= Exercise =
In every line of the records, look for "green", then report how many lines have it and nothing else.

= Dataset records =

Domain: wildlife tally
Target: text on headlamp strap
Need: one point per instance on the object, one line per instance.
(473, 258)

...

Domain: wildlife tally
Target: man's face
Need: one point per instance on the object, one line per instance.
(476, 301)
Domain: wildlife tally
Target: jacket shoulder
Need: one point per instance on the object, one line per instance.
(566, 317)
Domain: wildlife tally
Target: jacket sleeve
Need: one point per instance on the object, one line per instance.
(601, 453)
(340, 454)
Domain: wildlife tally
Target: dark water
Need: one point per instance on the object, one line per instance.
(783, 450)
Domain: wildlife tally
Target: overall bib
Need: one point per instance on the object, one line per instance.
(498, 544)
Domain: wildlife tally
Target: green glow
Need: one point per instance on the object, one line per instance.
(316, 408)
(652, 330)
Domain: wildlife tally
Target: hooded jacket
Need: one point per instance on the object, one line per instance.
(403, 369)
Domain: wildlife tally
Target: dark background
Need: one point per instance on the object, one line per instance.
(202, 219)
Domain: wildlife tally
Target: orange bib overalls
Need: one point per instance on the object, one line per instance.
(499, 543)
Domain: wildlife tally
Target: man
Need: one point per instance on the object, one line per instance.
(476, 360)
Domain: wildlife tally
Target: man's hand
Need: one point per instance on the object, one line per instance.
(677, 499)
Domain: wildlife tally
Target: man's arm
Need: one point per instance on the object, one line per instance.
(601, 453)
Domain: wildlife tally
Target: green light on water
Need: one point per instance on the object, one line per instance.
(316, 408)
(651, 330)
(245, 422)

==

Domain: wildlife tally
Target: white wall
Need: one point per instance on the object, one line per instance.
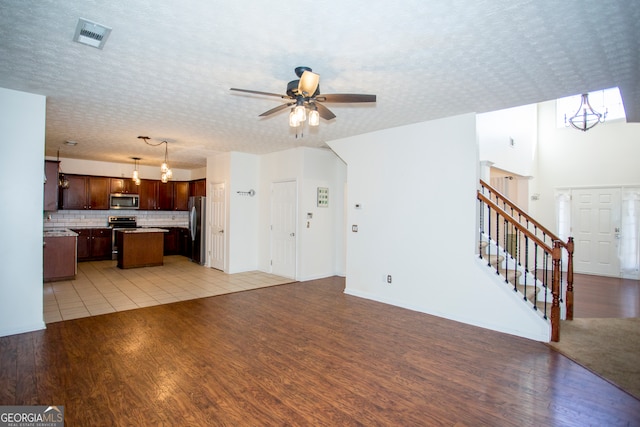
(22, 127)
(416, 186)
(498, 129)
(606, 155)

= Result of this exercise =
2